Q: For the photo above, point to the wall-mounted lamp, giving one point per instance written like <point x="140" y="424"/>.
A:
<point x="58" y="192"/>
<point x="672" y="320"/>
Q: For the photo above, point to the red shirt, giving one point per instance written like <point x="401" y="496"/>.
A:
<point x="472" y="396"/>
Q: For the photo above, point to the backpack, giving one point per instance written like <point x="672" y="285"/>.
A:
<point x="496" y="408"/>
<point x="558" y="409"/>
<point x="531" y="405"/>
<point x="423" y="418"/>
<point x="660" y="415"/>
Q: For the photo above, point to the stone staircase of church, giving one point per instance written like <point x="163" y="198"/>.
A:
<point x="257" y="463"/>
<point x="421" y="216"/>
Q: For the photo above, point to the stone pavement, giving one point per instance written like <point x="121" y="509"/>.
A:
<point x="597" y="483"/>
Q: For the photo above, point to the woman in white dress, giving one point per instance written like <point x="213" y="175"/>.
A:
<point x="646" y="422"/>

========================

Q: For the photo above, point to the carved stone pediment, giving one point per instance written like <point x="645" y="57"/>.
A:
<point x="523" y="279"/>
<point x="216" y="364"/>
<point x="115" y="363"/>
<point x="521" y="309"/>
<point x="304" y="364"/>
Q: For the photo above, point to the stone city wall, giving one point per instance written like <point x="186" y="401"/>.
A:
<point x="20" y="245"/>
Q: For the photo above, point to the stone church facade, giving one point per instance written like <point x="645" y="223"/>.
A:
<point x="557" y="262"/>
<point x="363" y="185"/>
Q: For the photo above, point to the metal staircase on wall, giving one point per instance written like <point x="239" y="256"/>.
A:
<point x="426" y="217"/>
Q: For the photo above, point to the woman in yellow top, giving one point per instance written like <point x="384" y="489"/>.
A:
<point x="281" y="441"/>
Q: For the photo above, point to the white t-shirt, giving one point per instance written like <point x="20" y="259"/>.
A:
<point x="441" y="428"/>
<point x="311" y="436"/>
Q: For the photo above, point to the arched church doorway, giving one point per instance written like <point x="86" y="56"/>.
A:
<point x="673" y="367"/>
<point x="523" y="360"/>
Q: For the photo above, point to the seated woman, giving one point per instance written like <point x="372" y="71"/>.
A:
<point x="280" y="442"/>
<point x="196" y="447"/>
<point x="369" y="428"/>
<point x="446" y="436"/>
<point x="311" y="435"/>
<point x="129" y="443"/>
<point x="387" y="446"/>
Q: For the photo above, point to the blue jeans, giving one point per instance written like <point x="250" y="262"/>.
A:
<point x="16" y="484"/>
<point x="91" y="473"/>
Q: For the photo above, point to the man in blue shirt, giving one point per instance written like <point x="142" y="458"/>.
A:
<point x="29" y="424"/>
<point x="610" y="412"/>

========================

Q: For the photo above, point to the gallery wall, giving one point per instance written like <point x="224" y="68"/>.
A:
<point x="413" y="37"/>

========================

**Goal of the exercise**
Identify each line in the records above containing the word "blue"; copy those lines.

**Problem solution**
Q: For the photo above, point to the blue jeans, giving one point per instance written like <point x="250" y="262"/>.
Q: For the photo above, point to the man in blue shirt, giving one point per instance written like <point x="142" y="458"/>.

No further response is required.